About this exercise:
Spot each line in the data below containing "tower" and copy it.

Dataset entries
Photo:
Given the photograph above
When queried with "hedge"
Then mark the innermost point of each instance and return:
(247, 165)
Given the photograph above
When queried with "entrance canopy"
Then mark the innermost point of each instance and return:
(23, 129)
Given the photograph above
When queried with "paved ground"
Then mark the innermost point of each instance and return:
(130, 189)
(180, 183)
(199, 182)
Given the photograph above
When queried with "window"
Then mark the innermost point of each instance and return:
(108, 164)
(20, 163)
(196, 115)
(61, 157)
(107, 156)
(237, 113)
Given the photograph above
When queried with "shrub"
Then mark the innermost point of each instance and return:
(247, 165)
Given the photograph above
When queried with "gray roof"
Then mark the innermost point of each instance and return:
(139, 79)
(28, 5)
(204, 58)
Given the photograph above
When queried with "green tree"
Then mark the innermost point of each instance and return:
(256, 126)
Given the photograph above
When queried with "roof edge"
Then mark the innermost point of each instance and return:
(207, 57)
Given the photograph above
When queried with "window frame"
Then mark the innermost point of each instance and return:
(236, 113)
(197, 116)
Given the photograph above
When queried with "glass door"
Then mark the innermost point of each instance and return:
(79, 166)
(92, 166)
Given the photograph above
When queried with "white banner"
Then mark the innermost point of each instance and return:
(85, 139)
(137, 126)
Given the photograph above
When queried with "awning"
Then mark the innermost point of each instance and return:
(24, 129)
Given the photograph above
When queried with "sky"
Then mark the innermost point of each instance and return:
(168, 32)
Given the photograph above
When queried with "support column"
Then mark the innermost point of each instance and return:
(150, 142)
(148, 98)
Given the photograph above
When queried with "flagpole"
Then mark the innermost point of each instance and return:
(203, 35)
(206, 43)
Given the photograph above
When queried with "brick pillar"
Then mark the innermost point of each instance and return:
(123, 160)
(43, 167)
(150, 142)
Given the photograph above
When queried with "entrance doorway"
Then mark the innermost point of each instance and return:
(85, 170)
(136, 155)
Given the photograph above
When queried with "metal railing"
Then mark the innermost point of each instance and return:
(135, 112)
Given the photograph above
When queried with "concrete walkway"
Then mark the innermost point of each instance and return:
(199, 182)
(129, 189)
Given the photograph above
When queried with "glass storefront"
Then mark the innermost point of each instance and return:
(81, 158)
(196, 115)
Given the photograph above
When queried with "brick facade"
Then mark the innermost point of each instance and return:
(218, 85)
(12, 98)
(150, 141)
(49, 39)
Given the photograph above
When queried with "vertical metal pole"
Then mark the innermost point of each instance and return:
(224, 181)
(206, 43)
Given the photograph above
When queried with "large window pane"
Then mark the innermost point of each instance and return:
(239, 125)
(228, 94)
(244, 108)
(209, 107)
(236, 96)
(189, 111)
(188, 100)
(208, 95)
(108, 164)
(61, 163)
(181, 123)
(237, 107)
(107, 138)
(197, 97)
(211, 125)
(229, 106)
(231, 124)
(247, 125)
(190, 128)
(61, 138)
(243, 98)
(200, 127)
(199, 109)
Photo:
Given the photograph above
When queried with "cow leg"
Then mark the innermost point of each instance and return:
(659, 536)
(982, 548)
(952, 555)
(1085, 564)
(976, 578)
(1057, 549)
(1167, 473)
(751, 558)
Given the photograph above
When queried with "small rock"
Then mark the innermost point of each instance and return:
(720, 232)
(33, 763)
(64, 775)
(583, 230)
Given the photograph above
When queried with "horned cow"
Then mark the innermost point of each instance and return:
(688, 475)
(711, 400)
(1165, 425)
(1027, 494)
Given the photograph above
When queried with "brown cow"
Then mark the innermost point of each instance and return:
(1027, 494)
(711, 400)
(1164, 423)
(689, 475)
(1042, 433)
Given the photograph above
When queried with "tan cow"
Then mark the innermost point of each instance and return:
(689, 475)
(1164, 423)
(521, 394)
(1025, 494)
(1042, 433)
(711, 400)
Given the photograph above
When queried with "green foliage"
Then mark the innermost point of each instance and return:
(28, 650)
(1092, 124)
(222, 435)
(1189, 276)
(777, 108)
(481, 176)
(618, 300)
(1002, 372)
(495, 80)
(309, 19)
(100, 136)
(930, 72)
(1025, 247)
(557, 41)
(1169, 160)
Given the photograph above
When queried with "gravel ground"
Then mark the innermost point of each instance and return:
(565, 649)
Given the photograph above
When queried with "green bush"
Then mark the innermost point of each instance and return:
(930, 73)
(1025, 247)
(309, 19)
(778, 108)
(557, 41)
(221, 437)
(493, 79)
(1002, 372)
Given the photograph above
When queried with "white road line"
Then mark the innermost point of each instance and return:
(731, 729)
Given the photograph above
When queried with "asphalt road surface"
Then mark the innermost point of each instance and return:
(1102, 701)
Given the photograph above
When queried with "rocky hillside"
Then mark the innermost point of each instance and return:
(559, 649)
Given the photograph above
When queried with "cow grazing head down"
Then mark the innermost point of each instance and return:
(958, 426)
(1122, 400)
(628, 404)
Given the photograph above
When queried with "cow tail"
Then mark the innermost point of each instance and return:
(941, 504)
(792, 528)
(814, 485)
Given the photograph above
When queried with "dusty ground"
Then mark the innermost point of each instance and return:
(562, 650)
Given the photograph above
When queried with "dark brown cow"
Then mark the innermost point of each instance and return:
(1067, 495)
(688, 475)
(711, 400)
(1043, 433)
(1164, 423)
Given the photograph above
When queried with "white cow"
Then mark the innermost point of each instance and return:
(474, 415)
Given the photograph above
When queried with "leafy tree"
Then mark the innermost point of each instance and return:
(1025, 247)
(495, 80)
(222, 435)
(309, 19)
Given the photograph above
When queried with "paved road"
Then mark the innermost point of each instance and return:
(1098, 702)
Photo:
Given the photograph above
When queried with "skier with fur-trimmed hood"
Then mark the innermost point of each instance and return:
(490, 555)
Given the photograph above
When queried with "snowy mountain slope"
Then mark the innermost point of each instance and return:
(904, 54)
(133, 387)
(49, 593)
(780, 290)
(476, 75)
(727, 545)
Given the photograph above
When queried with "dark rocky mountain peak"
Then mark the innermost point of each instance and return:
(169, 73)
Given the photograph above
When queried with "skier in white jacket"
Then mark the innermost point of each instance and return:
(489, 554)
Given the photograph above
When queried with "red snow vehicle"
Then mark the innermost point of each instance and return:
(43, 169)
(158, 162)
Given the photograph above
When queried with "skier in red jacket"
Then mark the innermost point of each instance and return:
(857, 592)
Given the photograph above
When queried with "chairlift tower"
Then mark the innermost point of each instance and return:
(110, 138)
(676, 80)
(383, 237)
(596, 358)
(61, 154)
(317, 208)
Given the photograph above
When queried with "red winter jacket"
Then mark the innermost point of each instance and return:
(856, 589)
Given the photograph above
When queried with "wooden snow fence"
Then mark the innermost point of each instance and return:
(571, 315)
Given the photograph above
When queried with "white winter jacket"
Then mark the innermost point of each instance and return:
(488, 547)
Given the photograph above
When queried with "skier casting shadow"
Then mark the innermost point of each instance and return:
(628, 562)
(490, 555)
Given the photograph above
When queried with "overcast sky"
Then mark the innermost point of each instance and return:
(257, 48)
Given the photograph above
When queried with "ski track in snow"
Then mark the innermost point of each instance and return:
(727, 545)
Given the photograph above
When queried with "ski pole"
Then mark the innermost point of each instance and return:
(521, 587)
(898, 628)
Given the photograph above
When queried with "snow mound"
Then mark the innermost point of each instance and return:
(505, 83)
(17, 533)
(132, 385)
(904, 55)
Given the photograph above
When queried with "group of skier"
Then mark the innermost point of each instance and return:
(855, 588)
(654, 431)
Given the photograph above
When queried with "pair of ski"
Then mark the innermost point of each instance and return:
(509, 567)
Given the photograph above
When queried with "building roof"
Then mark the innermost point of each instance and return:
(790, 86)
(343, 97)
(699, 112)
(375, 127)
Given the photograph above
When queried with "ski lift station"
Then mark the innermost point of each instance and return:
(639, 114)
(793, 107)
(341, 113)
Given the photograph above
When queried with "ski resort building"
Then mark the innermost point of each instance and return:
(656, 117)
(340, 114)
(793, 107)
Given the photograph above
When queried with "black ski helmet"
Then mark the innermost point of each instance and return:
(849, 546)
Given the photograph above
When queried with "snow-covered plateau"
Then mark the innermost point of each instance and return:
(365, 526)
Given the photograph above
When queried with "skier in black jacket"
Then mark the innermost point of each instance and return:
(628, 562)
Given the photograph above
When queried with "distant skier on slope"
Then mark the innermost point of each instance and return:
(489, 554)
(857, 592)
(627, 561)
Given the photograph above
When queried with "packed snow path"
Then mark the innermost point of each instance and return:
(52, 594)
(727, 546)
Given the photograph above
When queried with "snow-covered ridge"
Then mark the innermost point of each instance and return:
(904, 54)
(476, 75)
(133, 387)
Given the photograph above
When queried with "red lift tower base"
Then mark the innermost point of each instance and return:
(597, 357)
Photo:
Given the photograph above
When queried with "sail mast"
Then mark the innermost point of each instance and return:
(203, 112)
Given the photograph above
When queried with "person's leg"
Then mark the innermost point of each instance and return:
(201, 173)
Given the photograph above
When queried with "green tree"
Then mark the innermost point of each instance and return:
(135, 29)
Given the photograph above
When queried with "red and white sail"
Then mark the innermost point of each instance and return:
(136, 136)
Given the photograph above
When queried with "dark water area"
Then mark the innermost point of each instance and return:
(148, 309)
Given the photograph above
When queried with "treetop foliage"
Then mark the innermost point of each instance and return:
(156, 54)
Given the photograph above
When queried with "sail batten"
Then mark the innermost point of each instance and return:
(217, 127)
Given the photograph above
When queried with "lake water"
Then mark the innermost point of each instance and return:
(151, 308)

Exercise output:
When queried with "chairlift tower"
When queried with "red lift tower base"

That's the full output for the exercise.